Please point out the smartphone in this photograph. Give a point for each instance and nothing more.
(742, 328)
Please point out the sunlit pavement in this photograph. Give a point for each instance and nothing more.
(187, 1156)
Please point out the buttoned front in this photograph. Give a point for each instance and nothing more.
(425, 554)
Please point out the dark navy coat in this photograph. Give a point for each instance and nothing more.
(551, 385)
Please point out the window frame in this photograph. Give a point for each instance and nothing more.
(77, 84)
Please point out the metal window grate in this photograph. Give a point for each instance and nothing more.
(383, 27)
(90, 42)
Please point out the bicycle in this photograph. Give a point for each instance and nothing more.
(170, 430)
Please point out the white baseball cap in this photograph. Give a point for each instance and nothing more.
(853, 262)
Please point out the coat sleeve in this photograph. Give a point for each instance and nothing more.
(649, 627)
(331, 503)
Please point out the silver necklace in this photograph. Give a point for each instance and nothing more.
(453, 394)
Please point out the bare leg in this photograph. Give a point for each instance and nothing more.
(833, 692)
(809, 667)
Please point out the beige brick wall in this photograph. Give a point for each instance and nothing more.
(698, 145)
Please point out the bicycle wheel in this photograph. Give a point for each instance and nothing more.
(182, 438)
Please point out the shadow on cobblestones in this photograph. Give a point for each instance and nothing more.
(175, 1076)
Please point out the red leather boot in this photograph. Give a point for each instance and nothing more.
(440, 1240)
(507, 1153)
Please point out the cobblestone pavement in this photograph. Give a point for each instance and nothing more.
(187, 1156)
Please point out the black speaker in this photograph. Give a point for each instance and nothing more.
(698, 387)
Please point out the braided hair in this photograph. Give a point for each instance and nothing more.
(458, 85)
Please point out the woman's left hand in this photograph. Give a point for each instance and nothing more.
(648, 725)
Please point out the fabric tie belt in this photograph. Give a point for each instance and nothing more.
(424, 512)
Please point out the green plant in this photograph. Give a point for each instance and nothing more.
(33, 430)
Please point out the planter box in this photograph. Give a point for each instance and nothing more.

▶ _Task to complete_:
Set out every line from the one containing "Please point out the red" through the end of the records as a numbered list, leaving out any blank lines.

▶ _Worked answer_:
1. Please point out the red leather boot in this photograph. Give a point for each instance and nothing more.
2. (440, 1240)
3. (507, 1153)
4. Please point out the cobblestone pavement in this photograph. Give a point for each instance and nothing more.
5. (187, 1156)
6. Please point out the black speaker in this photograph. Give a point for each instance and nothing more.
7. (698, 387)
8. Please point out the braided hair in this photograph. Give a point for each instance and nothing more.
9. (458, 85)
10. Please point out the woman's left hand in this photograph. Give a point for each instance and nothing more.
11. (648, 725)
12. Please point out the fabric tie belt in this photograph. Give a point for each instance and nothing more.
13. (424, 512)
14. Please point out the green plant in this photograph. Give a point for each instance and nothing more.
15. (33, 430)
16. Please point out the planter box in this photograph. Give a point for each instance and nothing more.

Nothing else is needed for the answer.